» **Directions**: Could you write out the whole listing exactly as it appears?

*** Given data

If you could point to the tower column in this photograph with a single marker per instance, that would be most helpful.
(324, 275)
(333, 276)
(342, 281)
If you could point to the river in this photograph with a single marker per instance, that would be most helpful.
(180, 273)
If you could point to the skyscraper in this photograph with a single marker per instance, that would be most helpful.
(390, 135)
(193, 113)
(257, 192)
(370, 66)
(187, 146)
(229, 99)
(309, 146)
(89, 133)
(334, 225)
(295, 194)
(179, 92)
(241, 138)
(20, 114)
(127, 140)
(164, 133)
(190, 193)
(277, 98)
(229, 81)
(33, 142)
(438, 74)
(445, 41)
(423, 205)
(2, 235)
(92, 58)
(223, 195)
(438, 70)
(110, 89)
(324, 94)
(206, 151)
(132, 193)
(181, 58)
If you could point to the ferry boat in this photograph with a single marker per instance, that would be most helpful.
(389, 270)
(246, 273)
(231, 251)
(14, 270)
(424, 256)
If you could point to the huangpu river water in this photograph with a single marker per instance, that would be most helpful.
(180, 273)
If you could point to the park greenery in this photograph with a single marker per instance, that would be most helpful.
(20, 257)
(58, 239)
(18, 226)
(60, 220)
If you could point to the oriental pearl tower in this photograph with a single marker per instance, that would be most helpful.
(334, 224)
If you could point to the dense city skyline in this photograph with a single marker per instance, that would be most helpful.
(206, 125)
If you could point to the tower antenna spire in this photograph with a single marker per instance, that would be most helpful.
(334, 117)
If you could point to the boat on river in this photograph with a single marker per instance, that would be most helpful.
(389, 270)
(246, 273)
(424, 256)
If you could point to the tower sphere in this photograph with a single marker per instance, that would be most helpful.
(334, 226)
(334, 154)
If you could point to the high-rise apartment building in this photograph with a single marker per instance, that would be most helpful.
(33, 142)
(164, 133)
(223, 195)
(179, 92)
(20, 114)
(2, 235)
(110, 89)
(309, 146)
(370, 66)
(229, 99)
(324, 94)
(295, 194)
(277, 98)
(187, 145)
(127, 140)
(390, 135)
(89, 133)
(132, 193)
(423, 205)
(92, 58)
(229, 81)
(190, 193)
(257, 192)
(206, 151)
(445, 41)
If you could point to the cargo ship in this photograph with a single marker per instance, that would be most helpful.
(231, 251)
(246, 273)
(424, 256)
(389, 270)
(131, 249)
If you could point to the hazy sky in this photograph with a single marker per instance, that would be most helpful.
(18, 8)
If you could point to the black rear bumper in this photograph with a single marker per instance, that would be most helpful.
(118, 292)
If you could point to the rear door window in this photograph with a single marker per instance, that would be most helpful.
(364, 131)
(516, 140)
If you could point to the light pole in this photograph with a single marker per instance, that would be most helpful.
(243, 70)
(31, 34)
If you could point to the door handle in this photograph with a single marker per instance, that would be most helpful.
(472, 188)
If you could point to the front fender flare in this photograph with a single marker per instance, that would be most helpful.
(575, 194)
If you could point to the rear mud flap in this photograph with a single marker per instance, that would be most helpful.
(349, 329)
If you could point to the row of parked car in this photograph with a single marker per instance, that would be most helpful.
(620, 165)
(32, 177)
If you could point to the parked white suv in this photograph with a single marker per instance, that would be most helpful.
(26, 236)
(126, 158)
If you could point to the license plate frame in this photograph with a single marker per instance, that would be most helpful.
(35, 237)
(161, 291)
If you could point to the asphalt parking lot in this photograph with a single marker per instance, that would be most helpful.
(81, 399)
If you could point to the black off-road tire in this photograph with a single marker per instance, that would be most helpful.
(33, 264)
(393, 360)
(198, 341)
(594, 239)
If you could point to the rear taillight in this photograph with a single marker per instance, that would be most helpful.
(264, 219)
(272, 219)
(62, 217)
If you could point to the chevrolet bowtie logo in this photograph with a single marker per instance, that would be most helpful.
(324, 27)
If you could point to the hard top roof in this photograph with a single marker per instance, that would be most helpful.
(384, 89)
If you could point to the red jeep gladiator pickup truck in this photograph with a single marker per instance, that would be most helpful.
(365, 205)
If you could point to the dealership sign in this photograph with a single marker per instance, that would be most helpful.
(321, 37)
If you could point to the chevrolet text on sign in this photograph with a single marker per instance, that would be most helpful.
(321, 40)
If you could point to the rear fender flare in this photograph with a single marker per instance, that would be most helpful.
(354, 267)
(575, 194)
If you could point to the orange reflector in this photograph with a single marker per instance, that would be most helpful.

******

» **Problem solution**:
If you could point to the tower column in this photograph with a single marker per instance, that would be most helpful.
(324, 275)
(333, 276)
(342, 281)
If you could point to the river in this photograph with a single marker per instance, that would be most helpful.
(180, 273)
If you could point to the skyscraper in this photograph with a single marker per instance, that would be most helpful.
(390, 135)
(193, 113)
(257, 192)
(370, 66)
(187, 146)
(229, 99)
(309, 146)
(89, 133)
(334, 225)
(295, 194)
(179, 92)
(241, 138)
(20, 114)
(127, 140)
(164, 133)
(190, 193)
(277, 98)
(229, 81)
(33, 142)
(438, 74)
(445, 41)
(423, 205)
(2, 235)
(92, 58)
(223, 195)
(438, 70)
(110, 89)
(324, 94)
(206, 151)
(132, 193)
(181, 58)
If you could point to the ferry boat in this photograph with a single marker per instance, that would be most helpful.
(389, 270)
(246, 273)
(231, 251)
(14, 270)
(424, 256)
If you could point to the huangpu river water in this photograph with a single marker per instance, that would be most helpful.
(180, 273)
If you could point to the park greenery in this photograph with a single marker per instance, that would be most helpful.
(20, 257)
(58, 239)
(18, 226)
(60, 220)
If you could point to the oriental pearl tower in this photograph with a single marker per instance, that would be most helpful.
(334, 224)
If you could point to the dense city skyline in this photograph with a single marker per instance, that would be most helpful.
(206, 125)
If you could point to the tower antenna spire in this photograph with a single marker per instance, that would be most helpful.
(334, 117)
If you could point to the boat on river in this photograph with a single marker per instance, that would be most helpful.
(389, 270)
(246, 273)
(424, 256)
If you could point to the tower sphere in this photograph with a single marker per instance, that would be most helpful.
(334, 226)
(334, 154)
If you could point to the high-rise apartment building in this photograph with a single marker per instance, that would be most helpful.
(33, 142)
(164, 133)
(223, 195)
(179, 92)
(20, 114)
(2, 235)
(110, 89)
(309, 146)
(370, 66)
(229, 99)
(324, 94)
(295, 194)
(277, 98)
(187, 145)
(127, 140)
(390, 135)
(89, 133)
(132, 193)
(423, 205)
(92, 58)
(229, 81)
(190, 193)
(257, 192)
(206, 151)
(445, 41)
If you could point to the cargo ship in this photograph with a single marker per instance, that would be most helpful.
(231, 251)
(246, 273)
(424, 256)
(389, 270)
(131, 249)
If you could point to the hazy sky in this photograph with a single marker per instance, that would be most helpful.
(18, 8)
If you could point to the black rear bumper in this photograph with a single marker per instance, that would be most helpful.
(118, 292)
If you could point to the rear door window in this photograph with a single marker per instance, that would be most helpful.
(364, 131)
(516, 140)
If you could point to the light pole in this photograph with a single marker per instance, that would be most helpful.
(243, 70)
(31, 34)
If you could point to the door handle in this photograph with a single marker per instance, that would be most helpful.
(472, 188)
If you could point to the front fender flare in this photograph with a single marker per instance, that would be most helpful.
(575, 194)
If you could point to the rear mud flap in this photograph with a single marker per instance, that would be most helpful.
(349, 329)
If you could point to the row of parked car in this photograph with a single marker per instance, that would be most helpful.
(620, 165)
(32, 177)
If you could point to the parked white suv in this photograph with a single marker per instance, that would be most helpful.
(26, 236)
(126, 158)
If you could point to the license plate frame in this photograph with a single marker per instance, that would be most helpful.
(35, 237)
(161, 291)
If you could point to the asphalt parking lot in this photograph with a single marker per instance, that would be most helpful.
(81, 399)
If you could point to the black off-road tire in this photograph with a single marker per instance, that would be most helpful.
(33, 264)
(393, 360)
(198, 341)
(594, 239)
If you could point to the rear taillight in this photograph with a single marker per instance, that would be most helpful.
(264, 219)
(272, 219)
(62, 217)
If you could point to the chevrolet bowtie logo in this photograph with a single marker per instance, that would be most helpful.
(324, 27)
If you could point to the hard top roof in this photograph with a single marker per instance, that would be most helpful.
(384, 89)
If you could point to the red jeep gladiator pickup truck in this photograph with a single marker per instance, that would be most helpful.
(365, 205)
If you could point to the dealership sign in this photograph with a single marker per instance, that would be most helpful.
(321, 37)
If you could point to the chevrolet text on sign in this photograph with a single marker per instance, that would be most helpful.
(321, 40)
If you could point to the rear fender flare in this photograph with a single marker per instance, that would be most helpful.
(354, 267)
(575, 194)
If you could point to the orange reflector in this photograph with a single marker per instance, that would be most helpful.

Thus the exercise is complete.